**INSTRUCTIONS FOR THE TASK**
Extract each line of the records below that contains the word "woman". Matching is case-sensitive.

**INPUT ROWS**
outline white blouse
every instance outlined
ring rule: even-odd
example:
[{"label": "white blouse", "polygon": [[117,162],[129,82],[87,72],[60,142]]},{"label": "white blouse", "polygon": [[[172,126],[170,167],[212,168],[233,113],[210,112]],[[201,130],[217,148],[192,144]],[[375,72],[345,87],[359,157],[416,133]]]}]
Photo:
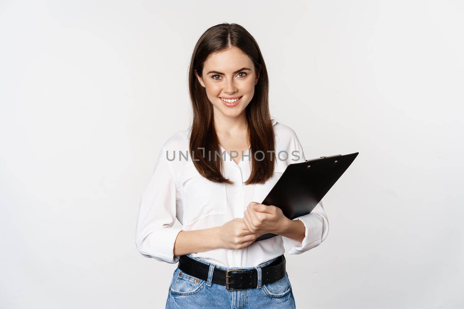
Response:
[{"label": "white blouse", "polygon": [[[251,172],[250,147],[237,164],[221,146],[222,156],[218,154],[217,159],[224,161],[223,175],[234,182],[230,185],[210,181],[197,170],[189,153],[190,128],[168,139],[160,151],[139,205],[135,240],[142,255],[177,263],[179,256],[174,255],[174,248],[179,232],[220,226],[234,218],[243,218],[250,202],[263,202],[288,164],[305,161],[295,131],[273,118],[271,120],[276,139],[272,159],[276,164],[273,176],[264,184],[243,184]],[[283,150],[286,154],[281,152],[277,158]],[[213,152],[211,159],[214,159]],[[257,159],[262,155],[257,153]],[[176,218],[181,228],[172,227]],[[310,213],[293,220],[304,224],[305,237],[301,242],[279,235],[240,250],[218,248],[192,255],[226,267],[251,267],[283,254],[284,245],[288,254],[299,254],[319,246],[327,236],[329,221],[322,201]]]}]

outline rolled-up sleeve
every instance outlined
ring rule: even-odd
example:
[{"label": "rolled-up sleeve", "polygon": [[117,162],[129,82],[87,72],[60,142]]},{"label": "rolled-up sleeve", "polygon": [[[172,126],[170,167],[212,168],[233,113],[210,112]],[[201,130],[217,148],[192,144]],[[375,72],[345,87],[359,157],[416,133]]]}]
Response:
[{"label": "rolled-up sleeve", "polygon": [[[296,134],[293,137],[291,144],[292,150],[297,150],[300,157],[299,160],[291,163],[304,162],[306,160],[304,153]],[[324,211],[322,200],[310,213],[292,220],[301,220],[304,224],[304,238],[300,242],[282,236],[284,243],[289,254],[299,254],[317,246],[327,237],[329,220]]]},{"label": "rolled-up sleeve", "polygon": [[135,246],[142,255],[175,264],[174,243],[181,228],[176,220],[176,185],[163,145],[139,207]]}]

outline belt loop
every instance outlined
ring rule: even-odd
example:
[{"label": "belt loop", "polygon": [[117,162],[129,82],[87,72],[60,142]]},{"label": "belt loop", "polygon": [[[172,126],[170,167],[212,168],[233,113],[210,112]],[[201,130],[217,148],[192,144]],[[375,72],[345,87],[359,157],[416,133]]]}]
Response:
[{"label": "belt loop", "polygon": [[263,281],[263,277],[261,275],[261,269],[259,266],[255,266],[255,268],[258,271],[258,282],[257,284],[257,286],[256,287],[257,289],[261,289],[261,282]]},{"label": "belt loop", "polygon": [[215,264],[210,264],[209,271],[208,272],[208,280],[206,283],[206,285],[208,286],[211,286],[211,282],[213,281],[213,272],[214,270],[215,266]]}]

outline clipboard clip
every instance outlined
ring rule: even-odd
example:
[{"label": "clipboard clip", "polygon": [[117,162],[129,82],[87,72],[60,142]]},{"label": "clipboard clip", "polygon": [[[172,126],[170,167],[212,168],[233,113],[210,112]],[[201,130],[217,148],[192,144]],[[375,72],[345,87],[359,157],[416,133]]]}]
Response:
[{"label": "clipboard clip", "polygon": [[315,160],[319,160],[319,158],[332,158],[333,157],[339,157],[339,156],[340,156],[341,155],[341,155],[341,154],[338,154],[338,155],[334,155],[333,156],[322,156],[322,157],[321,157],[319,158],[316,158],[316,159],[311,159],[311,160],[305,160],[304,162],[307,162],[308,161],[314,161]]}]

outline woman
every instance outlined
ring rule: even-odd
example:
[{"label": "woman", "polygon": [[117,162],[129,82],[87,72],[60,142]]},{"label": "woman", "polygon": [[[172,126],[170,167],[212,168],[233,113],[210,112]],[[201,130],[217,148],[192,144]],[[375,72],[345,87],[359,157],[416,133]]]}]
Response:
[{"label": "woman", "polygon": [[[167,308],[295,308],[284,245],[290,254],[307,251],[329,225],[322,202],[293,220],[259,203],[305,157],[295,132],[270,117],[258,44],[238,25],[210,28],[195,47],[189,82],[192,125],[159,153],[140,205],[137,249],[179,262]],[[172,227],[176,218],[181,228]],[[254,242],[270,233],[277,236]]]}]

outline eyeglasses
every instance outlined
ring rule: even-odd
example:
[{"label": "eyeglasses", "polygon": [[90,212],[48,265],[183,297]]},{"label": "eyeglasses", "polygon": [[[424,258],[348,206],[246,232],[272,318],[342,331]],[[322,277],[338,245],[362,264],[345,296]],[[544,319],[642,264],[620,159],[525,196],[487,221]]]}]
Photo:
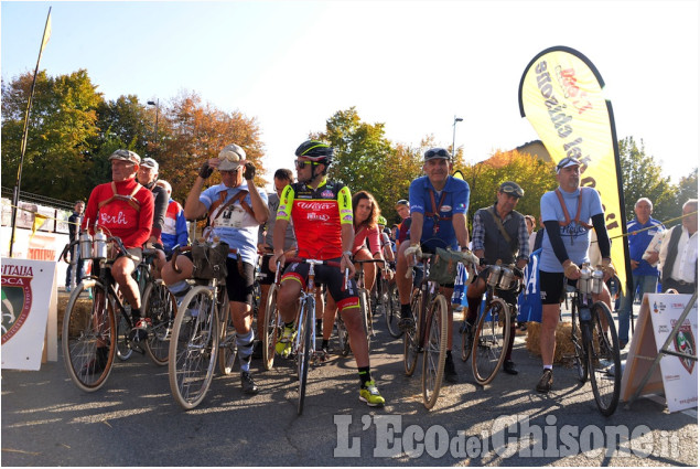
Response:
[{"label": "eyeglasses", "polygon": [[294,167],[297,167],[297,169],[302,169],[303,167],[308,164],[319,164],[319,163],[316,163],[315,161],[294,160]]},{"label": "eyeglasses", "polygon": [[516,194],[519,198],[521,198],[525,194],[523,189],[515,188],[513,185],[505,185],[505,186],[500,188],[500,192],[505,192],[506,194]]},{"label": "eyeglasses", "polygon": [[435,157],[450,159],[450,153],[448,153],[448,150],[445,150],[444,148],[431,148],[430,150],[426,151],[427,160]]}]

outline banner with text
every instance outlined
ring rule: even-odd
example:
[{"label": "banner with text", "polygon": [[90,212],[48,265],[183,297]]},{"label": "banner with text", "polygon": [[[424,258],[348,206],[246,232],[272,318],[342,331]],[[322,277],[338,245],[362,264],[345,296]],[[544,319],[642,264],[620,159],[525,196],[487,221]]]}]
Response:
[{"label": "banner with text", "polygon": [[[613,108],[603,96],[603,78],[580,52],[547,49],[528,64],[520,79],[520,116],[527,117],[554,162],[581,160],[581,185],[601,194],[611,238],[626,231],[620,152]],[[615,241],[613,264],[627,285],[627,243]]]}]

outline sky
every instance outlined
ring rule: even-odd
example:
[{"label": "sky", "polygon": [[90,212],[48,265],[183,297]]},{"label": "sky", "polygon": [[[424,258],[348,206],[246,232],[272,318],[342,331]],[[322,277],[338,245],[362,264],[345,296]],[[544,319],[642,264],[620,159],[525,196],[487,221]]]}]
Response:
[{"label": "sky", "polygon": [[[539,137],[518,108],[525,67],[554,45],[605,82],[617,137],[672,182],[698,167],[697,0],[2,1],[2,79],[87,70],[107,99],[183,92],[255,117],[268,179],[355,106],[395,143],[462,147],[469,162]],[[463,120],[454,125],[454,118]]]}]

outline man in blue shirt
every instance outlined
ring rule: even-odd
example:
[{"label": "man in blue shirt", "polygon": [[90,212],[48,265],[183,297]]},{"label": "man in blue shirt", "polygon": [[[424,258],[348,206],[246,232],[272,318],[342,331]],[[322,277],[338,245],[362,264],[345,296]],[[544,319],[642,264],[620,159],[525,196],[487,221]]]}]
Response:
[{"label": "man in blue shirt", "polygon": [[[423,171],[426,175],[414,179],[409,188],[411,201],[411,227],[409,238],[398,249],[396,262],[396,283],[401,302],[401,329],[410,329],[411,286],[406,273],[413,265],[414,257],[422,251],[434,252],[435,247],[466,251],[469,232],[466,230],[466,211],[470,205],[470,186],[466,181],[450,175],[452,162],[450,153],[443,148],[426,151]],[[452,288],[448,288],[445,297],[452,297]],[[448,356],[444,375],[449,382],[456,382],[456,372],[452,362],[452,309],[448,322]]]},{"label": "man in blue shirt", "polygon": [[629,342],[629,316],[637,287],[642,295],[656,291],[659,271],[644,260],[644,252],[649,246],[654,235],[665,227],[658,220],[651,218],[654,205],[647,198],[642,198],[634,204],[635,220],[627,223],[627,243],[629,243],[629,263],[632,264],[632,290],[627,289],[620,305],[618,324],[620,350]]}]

**ANSWER TO THIS PROBLEM**
outline woman
[{"label": "woman", "polygon": [[117,162],[129,82],[87,72],[60,142]]},{"label": "woman", "polygon": [[[172,126],[170,167],[212,168],[233,113],[210,112]],[[201,130],[217,148],[192,144]],[[375,72],[345,87],[359,157],[416,133]]]}]
[{"label": "woman", "polygon": [[[167,308],[295,308],[284,245],[290,254],[307,251],[329,225],[322,202],[293,220],[259,203],[305,157],[295,132],[270,117],[258,44],[238,25],[210,28],[195,47],[189,82],[192,125],[159,153],[140,205],[137,249],[179,262]],[[172,227],[176,218],[181,228]],[[254,242],[270,233],[277,236]]]}]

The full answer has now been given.